*DIRECTIVE*
Write out each line of the material again, word for word.

*DATA FOR PROCESSING*
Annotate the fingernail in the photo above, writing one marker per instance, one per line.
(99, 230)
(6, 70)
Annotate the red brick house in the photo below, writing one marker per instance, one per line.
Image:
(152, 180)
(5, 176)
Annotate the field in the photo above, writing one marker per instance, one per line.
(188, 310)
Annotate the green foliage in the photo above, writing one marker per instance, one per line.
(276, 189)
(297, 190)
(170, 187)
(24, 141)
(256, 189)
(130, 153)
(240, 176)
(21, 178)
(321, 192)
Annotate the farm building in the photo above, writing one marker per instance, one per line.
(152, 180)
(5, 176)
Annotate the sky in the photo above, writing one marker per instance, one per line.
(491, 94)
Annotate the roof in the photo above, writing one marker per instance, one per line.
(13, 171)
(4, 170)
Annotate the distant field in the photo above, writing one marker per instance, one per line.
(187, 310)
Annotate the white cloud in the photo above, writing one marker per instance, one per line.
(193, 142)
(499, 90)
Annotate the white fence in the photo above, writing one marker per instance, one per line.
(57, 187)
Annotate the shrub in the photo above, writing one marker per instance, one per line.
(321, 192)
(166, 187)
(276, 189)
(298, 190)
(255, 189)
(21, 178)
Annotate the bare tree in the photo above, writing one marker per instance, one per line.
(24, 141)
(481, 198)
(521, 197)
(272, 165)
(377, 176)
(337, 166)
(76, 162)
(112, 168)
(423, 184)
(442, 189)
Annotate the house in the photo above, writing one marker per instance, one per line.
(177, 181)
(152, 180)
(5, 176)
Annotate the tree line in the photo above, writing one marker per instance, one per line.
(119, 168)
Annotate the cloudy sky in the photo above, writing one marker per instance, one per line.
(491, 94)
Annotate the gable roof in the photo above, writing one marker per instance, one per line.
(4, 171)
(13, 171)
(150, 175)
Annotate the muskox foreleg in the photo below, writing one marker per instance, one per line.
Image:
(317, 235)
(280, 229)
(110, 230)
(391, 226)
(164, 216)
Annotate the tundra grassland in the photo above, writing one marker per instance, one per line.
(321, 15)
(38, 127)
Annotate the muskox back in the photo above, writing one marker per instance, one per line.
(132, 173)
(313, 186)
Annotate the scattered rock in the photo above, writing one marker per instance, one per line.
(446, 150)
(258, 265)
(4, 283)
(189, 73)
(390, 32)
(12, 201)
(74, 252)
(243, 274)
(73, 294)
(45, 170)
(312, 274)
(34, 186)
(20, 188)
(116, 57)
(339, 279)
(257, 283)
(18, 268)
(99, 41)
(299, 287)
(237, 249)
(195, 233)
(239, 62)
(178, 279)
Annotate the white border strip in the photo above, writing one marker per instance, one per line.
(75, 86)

*FINISHED ANSWER*
Annotate the fingernail in the photo above, writing one marker per instance, one per line.
(99, 230)
(6, 70)
Annotate the red brick house in the photo below, writing one marker per instance, one per line.
Image:
(152, 180)
(5, 176)
Annotate the field in the photo above, writing one marker per instance, one per line.
(188, 310)
Annotate the green foliage in the photo above, writing one marker per instance, one per line.
(276, 189)
(297, 190)
(170, 187)
(24, 141)
(256, 189)
(130, 153)
(240, 176)
(21, 178)
(321, 192)
Annotate the farm building in the photo above, writing one marker per instance, one per line.
(152, 180)
(5, 176)
Annotate the sky in the photo above, writing one marker per instance, one per line.
(491, 94)
Annotate the roof in the photo above, writing one marker per instance, one per line.
(13, 171)
(4, 170)
Annotate the distant field in the photo above, writing one marker per instance, one per line.
(187, 310)
Annotate the white cloud in the photo above, writing one marker per instance, one per line.
(193, 142)
(499, 90)
Annotate the white fence in the photo above, writing one marker per instance, one per line.
(57, 187)
Annotate the shrub in the photo above, writing one marker per instance, one per line.
(321, 192)
(166, 187)
(276, 189)
(298, 190)
(255, 189)
(21, 178)
Annotate the bare tree in the photo above, writing one marker per instance, one per line.
(24, 141)
(481, 198)
(521, 197)
(272, 165)
(377, 176)
(337, 166)
(76, 162)
(112, 168)
(423, 184)
(442, 189)
Annotate the house in the photo above, writing one marker per instance, one per line.
(177, 181)
(152, 180)
(5, 176)
Annotate the tree line in the photo above, writing one marker per instance, one per line.
(119, 168)
Annotate the cloudy sky in the photo above, writing one marker per instance, one per line.
(491, 94)
Annotate the gable roof in the photo above, writing one marker per instance, one per line.
(4, 171)
(13, 171)
(150, 175)
Annotate the muskox foreleg in the photo below, writing one marker per instance, one per line.
Image:
(317, 235)
(280, 229)
(110, 230)
(391, 226)
(164, 216)
Annotate the tundra grassland in the photo above, writing one marker per instance, one per line.
(321, 15)
(38, 127)
Annotate the muskox back in the photo above, writing one marker per instance, one per line.
(132, 173)
(313, 186)
Annotate the scattered rock in the photo above, writing one marker per instance, one per line.
(446, 150)
(258, 265)
(4, 283)
(189, 73)
(390, 32)
(12, 201)
(74, 252)
(243, 274)
(73, 294)
(45, 170)
(312, 274)
(34, 186)
(20, 188)
(116, 57)
(339, 279)
(257, 283)
(18, 268)
(99, 41)
(299, 287)
(237, 249)
(195, 233)
(239, 62)
(178, 279)
Annotate the white border strip in the photo above, writing one marker per instance, one per line.
(75, 86)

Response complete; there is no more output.